──────── Excerpt provided
Matthew "Matt" Wiebe,  is a Canadian politician, who was elected to the Legislative Assembly of Manitoba in a by-election on March 2, 2010. He succeeded the province's former premier, Gary Doer (NDP). A member of the New Democratic Party of Manitoba (NDP), he represents the electoral district of Concordia. He was re-elected in 2011, 2016 and 2019. Wiebe currently serves as Whip for the NDP's Official Opposition and the Critic for the departments of Municipal Relations and Infrastructure.

Matt Wiebe was born and raised in the northeast Winnipeg suburb of East Kildonan. He attended River East Collegiate and graduated in 1997. He attended the University of Winnipeg, from which he graduated with a Bachelor of Arts degree in economics. He went on to earn a master's degree in public administration at the same university.
────────────────
• **Task to complete**: Condense the paragraph of the Matt Wiebe profile that begins "Matt Wiebe was born and raised" into a short bulleted list that keeps its main facts.
──────── Supplied data
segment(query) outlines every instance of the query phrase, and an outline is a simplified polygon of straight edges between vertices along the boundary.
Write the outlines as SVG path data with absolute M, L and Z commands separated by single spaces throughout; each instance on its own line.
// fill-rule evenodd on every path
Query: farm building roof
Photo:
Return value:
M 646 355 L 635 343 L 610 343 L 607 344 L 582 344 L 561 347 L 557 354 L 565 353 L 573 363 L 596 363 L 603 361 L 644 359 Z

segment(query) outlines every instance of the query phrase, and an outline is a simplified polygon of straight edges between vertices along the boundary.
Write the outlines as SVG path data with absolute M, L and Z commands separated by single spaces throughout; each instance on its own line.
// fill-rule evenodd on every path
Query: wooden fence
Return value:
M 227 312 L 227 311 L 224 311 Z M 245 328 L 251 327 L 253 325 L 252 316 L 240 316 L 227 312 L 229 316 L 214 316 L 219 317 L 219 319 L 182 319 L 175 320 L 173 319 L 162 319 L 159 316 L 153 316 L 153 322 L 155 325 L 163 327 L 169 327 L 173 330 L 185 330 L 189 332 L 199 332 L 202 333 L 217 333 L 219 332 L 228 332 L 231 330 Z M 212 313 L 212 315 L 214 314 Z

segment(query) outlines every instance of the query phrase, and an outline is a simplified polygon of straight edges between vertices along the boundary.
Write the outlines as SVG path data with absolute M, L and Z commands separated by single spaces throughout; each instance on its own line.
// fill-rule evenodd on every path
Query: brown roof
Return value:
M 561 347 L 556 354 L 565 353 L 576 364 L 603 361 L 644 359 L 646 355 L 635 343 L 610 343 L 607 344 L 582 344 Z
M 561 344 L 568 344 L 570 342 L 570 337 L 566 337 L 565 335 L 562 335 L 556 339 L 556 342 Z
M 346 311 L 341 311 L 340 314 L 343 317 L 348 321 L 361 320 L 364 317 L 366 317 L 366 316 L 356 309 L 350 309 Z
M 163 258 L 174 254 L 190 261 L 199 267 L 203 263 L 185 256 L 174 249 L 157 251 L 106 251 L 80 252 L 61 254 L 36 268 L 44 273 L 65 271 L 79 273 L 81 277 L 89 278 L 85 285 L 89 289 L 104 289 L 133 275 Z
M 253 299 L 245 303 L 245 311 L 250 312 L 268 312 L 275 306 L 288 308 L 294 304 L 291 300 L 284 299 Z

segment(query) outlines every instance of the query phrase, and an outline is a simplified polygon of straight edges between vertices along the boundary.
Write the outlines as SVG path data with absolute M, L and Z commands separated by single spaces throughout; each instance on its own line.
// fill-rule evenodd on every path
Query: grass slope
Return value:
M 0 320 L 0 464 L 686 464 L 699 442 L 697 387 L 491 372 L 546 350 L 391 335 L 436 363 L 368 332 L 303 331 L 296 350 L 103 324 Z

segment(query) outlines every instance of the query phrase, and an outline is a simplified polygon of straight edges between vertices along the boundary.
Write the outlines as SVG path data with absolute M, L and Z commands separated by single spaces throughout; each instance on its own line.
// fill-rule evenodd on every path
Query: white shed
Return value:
────────────────
• **Response for this exercise**:
- Born and raised in East Kildonan, a suburb in northeast Winnipeg
- Graduated from River East Collegiate in 1997
- Earned a Bachelor of Arts in economics from the University of Winnipeg
- Earned a master's degree in public administration from the University of Winnipeg